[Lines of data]
— Begin —
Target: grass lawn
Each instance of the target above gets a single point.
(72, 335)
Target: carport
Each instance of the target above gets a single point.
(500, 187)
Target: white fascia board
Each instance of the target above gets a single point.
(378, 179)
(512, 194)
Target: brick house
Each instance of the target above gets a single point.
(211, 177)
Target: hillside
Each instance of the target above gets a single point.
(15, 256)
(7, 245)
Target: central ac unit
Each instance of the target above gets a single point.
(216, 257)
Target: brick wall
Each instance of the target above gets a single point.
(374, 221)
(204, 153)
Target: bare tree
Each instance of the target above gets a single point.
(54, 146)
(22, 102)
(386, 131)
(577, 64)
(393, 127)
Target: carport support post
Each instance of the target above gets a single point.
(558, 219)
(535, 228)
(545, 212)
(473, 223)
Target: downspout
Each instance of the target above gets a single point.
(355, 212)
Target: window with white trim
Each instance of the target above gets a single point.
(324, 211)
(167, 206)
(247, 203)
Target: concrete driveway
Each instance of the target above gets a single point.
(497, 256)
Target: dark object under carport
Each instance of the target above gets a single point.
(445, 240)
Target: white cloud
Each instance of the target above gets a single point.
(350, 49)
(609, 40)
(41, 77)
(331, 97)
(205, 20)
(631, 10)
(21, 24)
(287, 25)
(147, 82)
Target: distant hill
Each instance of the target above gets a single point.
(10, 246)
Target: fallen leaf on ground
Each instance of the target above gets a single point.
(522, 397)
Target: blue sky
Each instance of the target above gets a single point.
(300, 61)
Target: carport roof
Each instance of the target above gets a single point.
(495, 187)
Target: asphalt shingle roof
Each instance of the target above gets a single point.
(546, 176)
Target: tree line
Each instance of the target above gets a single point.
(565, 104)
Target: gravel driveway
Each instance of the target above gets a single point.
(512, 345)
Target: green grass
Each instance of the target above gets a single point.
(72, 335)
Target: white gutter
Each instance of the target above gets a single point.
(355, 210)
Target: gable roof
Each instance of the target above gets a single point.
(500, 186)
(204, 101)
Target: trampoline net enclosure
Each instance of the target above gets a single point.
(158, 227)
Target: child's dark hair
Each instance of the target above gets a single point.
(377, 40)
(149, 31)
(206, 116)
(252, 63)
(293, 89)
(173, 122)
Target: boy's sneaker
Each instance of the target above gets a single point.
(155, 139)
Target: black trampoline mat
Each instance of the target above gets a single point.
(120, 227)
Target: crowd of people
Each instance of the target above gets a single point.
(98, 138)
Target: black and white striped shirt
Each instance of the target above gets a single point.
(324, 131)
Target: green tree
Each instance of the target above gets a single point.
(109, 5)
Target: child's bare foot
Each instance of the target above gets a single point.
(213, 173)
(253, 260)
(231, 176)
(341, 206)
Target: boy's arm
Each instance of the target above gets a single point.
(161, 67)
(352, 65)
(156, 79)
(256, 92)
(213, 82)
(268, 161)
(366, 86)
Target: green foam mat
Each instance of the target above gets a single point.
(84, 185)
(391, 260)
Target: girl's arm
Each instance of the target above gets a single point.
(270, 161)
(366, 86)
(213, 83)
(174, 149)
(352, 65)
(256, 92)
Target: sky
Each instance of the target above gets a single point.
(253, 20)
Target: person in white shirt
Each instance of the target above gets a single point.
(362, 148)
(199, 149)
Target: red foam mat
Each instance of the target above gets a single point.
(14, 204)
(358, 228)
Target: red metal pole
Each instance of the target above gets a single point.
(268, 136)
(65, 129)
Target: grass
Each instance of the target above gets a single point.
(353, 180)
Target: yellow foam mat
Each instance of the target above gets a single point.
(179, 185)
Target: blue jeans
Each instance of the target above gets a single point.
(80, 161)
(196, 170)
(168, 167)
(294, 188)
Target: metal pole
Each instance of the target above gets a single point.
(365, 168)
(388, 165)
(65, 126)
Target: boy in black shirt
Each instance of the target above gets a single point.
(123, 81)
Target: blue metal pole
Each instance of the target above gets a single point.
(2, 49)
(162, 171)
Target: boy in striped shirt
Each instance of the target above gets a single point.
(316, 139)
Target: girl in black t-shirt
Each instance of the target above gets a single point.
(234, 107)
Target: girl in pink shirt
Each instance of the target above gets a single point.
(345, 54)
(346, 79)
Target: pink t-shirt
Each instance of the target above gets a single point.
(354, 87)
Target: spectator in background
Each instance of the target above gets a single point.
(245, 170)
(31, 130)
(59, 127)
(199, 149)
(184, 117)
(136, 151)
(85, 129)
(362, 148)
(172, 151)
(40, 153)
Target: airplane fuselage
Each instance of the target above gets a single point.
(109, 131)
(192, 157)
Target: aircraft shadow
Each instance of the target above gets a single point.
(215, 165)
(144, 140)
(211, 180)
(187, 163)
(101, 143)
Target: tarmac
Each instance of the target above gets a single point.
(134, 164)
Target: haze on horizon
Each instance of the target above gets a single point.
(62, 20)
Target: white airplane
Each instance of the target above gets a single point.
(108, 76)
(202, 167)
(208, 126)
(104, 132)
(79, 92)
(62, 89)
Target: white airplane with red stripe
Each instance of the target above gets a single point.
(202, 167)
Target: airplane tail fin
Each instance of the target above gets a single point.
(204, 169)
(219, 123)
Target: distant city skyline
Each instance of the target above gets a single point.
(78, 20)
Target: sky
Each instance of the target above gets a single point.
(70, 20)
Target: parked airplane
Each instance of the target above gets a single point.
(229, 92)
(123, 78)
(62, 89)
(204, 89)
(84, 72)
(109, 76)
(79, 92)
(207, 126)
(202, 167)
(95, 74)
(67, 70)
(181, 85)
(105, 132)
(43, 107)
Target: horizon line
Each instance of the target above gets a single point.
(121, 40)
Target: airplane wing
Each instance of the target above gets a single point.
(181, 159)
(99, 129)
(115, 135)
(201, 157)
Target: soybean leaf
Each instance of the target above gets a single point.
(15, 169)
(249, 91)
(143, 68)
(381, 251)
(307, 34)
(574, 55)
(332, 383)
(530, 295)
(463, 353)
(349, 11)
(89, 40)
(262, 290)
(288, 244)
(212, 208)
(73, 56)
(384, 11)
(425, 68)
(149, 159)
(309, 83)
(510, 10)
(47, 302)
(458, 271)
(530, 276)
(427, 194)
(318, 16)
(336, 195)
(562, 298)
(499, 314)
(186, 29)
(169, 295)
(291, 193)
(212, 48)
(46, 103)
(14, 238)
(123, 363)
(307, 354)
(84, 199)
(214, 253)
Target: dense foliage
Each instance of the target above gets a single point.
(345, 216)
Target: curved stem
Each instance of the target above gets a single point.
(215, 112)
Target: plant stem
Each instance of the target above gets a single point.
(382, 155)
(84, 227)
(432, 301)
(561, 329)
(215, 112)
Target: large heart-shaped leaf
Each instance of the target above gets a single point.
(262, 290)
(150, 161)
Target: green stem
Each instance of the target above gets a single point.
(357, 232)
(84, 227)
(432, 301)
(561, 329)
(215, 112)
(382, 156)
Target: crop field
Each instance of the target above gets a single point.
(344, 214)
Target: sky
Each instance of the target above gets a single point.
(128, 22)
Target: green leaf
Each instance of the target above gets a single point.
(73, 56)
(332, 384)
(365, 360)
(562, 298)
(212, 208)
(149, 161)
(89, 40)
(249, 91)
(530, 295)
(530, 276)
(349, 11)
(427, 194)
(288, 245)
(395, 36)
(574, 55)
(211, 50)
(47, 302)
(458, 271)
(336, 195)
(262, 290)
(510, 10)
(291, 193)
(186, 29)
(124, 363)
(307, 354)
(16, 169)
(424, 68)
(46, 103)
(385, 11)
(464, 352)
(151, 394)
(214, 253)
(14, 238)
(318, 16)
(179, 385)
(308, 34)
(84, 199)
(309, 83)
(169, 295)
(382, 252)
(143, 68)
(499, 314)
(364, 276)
— End —
- [Set problem]: From the "Target: crop field" line to the close of the listing, restate each line word for word.

- [The response]:
Target: crop field
Each instance of the target above gets a single point.
(344, 214)
Target: sky
Each instance of the target above gets a single point.
(128, 22)
Target: green leaf
Each instance of the target above gets a single point.
(73, 56)
(332, 384)
(365, 360)
(562, 298)
(212, 208)
(149, 161)
(89, 40)
(249, 91)
(530, 295)
(530, 276)
(349, 11)
(427, 194)
(288, 245)
(395, 36)
(574, 55)
(211, 50)
(47, 302)
(458, 271)
(336, 195)
(262, 290)
(510, 10)
(291, 193)
(186, 29)
(124, 363)
(307, 354)
(16, 169)
(424, 68)
(46, 103)
(385, 11)
(464, 352)
(151, 394)
(214, 253)
(14, 238)
(318, 16)
(179, 385)
(308, 34)
(84, 199)
(309, 83)
(169, 295)
(382, 252)
(143, 68)
(499, 314)
(364, 276)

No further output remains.